• [DATASET EXTRACT]

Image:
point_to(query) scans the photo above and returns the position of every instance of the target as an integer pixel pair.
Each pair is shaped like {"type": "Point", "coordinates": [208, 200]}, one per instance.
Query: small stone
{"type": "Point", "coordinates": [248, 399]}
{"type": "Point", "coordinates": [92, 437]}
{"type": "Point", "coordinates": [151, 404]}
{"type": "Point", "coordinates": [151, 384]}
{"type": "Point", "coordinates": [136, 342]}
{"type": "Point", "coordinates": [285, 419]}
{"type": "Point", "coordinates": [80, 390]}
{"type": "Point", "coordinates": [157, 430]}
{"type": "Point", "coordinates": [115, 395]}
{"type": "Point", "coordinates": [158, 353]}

• [REQUIREMENT]
The records above must be written out again exactly.

• [EXERCISE ANSWER]
Image:
point_to(query) scans the photo above and returns the position of every instance of the target as an integer pixel pair.
Each pair is shaped like {"type": "Point", "coordinates": [208, 200]}, one per instance.
Query: small stone
{"type": "Point", "coordinates": [248, 399]}
{"type": "Point", "coordinates": [92, 437]}
{"type": "Point", "coordinates": [151, 404]}
{"type": "Point", "coordinates": [151, 384]}
{"type": "Point", "coordinates": [136, 342]}
{"type": "Point", "coordinates": [285, 419]}
{"type": "Point", "coordinates": [80, 390]}
{"type": "Point", "coordinates": [157, 430]}
{"type": "Point", "coordinates": [115, 395]}
{"type": "Point", "coordinates": [158, 353]}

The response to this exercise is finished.